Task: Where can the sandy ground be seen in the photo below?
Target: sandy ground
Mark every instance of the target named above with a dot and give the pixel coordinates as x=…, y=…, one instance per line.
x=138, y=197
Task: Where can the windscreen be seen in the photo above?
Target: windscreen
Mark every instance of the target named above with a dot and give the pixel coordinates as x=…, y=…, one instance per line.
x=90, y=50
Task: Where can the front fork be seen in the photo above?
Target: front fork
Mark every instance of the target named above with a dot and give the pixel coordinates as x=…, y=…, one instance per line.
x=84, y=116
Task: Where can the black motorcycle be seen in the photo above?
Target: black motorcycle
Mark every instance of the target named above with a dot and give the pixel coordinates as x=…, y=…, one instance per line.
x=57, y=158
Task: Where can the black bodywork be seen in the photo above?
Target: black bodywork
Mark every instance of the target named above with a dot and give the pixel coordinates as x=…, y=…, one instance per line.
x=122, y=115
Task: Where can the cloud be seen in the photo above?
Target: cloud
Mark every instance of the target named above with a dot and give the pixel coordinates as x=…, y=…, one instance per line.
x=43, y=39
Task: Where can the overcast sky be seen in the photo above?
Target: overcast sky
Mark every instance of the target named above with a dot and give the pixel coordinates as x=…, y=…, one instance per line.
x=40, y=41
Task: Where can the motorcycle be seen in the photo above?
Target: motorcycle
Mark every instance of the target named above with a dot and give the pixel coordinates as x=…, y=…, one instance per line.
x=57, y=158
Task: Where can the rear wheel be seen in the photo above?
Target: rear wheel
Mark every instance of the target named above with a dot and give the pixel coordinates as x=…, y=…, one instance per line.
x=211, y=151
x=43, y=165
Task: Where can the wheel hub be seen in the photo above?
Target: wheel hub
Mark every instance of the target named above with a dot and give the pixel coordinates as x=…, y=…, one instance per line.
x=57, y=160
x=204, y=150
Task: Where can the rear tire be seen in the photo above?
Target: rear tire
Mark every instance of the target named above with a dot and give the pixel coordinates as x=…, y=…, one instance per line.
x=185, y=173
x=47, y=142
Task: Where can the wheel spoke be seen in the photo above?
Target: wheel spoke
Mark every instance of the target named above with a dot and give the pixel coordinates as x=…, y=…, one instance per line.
───
Put the items starting at the line containing "Task: Where can the rear wheel" and ending at the line containing "x=204, y=150" into a two-column CSV with the headers input and output, one row per item. Place each item's text and its answer in a single quoted field, with line breaks replaced by spaces.

FINISHED ANSWER:
input,output
"Task: Where can the rear wheel be seen in the photo above? Target: rear wheel Mark every instance of the target named above with a dot and give the pixel coordinates as x=…, y=…, one instance per line.","x=211, y=151 x=43, y=165"
"Task: Where can the wheel hub be seen in the photo above? Target: wheel hub Mark every instance of the target named above with a dot and give the pixel coordinates as x=…, y=…, one instance per line.","x=57, y=160 x=204, y=150"